### PROVIDED RECORDS
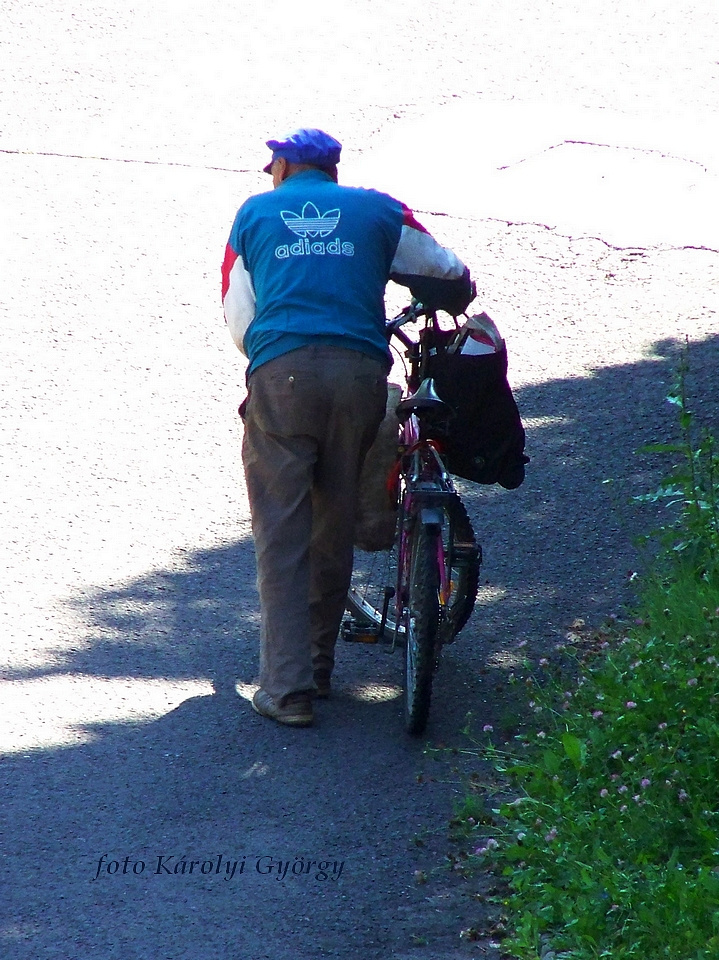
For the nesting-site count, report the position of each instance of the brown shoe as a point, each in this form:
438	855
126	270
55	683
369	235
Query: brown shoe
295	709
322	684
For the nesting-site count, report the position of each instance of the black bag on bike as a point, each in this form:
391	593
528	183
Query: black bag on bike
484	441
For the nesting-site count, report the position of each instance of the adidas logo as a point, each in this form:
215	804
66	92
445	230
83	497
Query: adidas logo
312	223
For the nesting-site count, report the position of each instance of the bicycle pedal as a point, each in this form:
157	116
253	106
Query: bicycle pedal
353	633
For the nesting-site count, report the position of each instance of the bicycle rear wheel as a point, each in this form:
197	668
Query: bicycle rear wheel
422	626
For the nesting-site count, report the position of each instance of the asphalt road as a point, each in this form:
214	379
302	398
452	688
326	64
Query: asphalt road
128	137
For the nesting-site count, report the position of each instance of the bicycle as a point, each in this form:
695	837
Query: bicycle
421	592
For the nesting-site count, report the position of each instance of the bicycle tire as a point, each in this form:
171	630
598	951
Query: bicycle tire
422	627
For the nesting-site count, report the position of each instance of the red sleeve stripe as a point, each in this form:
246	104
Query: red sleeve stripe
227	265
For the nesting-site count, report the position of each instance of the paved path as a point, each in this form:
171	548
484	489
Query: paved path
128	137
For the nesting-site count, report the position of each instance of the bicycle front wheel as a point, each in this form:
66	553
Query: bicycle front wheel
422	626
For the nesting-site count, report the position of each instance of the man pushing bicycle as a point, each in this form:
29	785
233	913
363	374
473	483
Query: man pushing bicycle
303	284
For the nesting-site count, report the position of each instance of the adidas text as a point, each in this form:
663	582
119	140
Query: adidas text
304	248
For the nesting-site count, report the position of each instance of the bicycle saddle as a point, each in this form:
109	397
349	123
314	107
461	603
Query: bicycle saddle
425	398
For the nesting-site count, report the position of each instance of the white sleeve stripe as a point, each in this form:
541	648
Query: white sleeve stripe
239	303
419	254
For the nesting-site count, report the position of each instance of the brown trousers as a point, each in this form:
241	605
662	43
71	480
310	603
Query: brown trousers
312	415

...

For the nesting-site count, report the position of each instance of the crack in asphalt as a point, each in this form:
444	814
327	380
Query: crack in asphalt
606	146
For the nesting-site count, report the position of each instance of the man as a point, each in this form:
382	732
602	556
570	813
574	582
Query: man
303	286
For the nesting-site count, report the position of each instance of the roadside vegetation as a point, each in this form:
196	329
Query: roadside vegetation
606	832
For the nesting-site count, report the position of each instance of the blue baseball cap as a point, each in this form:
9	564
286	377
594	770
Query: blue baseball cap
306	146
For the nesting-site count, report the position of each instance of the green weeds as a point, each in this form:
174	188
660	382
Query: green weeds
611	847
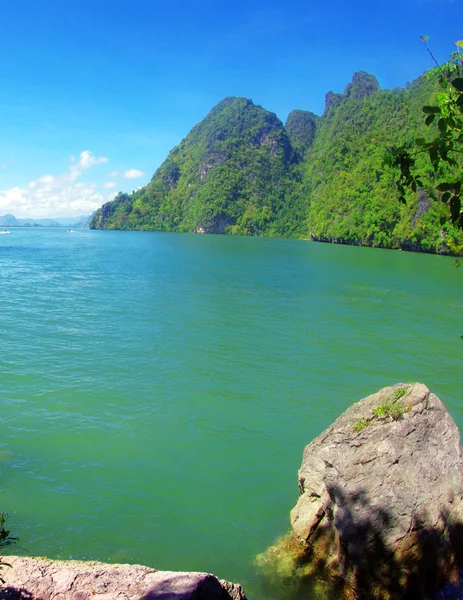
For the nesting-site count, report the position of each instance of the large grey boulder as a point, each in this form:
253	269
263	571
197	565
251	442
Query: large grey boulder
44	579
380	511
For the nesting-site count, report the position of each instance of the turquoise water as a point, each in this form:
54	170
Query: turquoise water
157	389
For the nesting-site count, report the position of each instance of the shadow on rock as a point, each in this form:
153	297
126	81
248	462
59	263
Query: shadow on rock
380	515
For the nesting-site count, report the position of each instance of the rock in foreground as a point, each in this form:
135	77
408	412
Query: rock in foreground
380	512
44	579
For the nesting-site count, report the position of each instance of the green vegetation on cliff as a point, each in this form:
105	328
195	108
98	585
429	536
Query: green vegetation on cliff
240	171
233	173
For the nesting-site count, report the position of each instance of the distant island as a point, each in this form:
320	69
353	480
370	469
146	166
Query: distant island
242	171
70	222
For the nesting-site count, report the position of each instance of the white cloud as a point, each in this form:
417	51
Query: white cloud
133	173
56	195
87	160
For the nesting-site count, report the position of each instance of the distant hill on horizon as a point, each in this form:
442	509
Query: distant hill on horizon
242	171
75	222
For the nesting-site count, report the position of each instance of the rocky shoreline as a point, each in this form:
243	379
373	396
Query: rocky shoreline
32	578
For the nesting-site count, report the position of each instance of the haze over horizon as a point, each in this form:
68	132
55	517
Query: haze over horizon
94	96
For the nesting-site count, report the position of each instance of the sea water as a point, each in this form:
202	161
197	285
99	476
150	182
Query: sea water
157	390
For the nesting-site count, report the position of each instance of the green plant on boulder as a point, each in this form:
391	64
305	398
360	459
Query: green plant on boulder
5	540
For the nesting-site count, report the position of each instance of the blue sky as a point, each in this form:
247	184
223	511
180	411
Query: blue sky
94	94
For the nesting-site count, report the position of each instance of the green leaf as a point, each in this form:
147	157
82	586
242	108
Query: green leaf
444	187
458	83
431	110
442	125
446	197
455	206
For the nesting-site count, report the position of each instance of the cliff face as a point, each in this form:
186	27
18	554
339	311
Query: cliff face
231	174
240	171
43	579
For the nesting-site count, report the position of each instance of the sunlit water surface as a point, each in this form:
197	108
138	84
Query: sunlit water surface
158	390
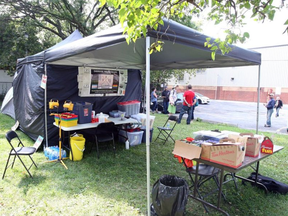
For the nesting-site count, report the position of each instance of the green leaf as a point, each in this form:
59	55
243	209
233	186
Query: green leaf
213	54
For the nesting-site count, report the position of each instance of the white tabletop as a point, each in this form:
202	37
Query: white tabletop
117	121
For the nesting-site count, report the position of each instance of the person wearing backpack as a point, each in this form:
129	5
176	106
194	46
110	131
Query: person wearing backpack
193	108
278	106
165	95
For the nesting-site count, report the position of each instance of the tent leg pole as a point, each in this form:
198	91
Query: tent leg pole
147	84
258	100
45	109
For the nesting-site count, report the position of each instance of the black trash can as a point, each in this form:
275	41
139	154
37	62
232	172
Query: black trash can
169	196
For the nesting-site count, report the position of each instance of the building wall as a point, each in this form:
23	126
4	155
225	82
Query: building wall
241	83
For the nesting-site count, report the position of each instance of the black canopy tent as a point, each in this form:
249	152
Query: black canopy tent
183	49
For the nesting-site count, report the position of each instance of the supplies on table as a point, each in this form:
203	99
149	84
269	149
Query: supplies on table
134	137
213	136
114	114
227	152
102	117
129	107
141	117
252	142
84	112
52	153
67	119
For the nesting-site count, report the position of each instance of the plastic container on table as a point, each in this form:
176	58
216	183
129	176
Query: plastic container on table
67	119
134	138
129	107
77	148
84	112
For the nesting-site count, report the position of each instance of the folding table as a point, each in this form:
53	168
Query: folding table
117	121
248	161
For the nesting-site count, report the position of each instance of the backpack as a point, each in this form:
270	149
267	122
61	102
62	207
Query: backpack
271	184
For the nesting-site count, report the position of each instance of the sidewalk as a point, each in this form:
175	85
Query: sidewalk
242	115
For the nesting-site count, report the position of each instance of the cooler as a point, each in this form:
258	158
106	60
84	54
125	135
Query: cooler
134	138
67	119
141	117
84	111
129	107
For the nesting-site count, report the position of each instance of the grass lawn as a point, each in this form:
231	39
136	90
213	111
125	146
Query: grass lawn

---

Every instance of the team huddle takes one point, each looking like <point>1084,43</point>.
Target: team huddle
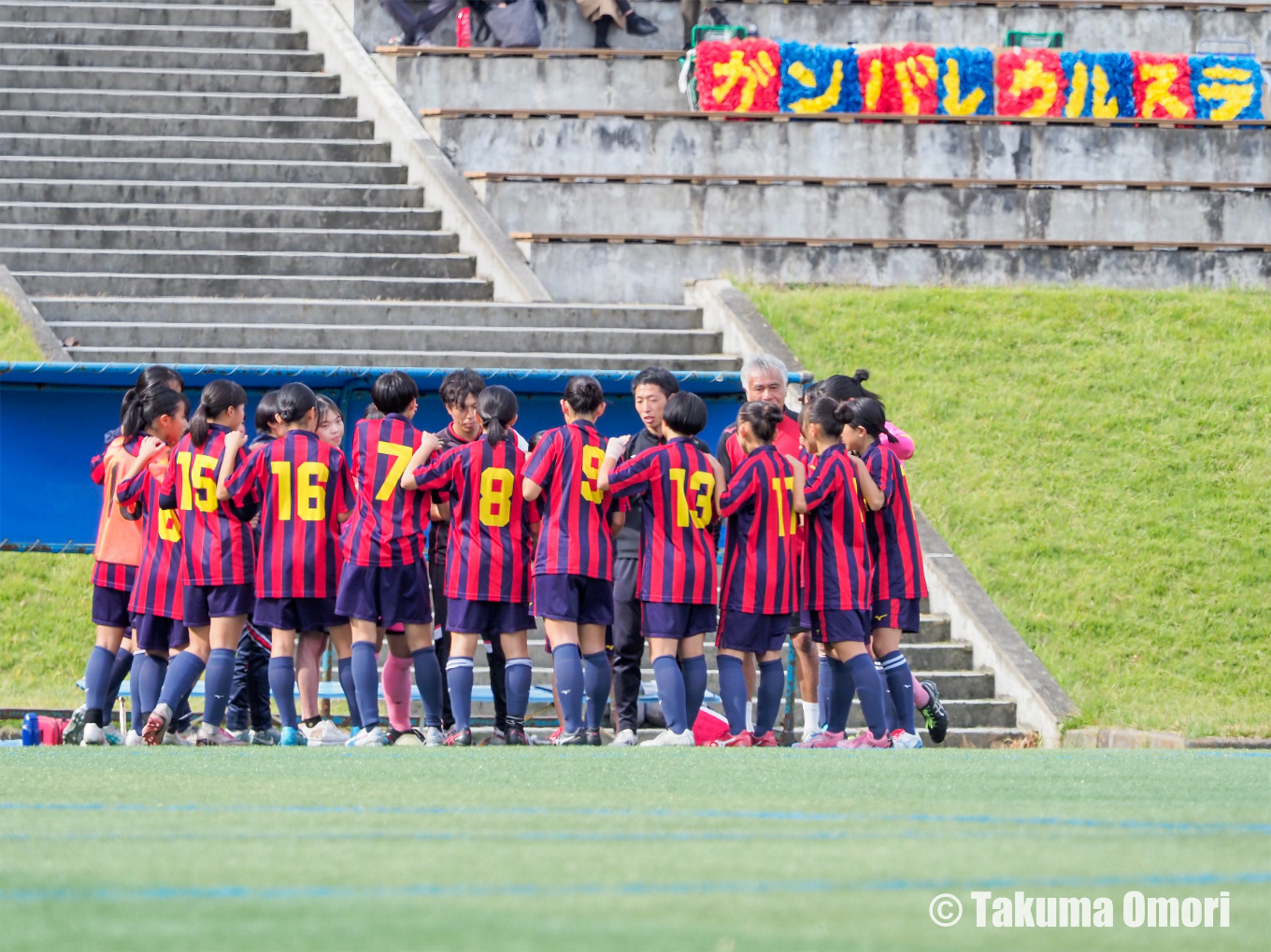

### EXERCISE INSTRUCTIONS
Look for the string "huddle" in the data above and return every line that has it.

### EXPECTED ANSWER
Every instance of the team huddle takes one point, each looking like <point>1084,43</point>.
Target: team huddle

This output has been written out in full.